Problem statement. Nothing but the lines from the start of the records below through the line that has "like [598, 137]." should appear, each exactly as given.

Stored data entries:
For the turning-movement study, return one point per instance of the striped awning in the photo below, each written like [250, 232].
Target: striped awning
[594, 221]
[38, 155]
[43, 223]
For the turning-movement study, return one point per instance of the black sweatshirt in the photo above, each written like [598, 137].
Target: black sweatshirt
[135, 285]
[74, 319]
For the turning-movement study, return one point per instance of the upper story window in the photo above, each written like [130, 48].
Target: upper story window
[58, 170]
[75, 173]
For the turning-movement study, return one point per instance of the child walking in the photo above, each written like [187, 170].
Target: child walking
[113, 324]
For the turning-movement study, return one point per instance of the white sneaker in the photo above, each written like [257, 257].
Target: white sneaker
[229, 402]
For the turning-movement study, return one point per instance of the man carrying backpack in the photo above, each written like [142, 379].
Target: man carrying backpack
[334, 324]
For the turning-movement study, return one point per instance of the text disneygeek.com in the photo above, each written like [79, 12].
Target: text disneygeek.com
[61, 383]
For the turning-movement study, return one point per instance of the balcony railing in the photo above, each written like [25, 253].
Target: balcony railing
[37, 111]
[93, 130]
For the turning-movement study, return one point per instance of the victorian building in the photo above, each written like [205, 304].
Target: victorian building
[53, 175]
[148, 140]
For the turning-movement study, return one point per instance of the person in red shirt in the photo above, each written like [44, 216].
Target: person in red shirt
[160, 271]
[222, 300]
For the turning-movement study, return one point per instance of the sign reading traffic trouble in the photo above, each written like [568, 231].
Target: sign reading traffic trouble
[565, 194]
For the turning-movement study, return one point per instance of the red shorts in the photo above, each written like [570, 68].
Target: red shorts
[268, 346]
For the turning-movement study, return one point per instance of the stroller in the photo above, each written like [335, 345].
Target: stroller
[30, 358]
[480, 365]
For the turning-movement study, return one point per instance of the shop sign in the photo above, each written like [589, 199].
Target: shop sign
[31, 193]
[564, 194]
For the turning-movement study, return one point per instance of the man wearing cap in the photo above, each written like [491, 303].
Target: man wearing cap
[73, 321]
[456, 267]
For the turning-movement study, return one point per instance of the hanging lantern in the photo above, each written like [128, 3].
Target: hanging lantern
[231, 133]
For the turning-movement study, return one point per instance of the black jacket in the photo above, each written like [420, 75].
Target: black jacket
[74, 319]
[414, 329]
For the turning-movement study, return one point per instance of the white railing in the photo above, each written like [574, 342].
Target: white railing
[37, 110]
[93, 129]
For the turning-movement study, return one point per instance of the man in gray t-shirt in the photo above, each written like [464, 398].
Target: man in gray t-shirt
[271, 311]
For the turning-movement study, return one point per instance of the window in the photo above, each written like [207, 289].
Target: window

Output for this task.
For the turning-movement study, return one point per instance of the striped awning in the photo below, each written like [250, 232].
Target: striped awning
[594, 221]
[38, 155]
[43, 223]
For the turning-movement study, return one point per instance of the black sweatshirt in the photo above, each written like [598, 137].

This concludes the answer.